Saved entries
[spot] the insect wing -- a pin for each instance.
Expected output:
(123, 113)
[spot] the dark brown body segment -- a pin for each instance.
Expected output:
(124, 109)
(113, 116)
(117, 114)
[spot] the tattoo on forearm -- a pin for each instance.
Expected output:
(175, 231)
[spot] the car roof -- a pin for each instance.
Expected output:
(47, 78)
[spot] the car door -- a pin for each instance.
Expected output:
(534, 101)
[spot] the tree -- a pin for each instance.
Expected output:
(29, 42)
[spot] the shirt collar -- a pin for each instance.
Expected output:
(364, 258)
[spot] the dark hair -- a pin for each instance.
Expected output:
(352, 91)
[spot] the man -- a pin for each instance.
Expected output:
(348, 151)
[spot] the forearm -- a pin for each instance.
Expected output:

Action item> Print every record above exactly as it stands.

Exercise output>
[spot] the insect wing -- a pin for each instance.
Expected output:
(123, 113)
[spot] the dark brown body segment -- a pin for each instance.
Expected output:
(124, 109)
(113, 116)
(117, 114)
[spot] the tattoo on forearm -- a pin for each instance.
Expected output:
(175, 231)
[spot] the car roof -- a pin for each instance.
Expected output:
(47, 78)
[spot] the car door -- a pin for each instance.
Expected output:
(534, 101)
[spot] the tree -- a pin for each instance.
Expected output:
(29, 42)
[spot] the shirt collar -- a pin for each instance.
Expected output:
(364, 258)
[spot] the dark hair -- a pin for each instance.
Expected output:
(352, 91)
[spot] the man -- a pin for each instance.
Expected output:
(348, 151)
[spot] the forearm -- a pin for each instance.
Expected output:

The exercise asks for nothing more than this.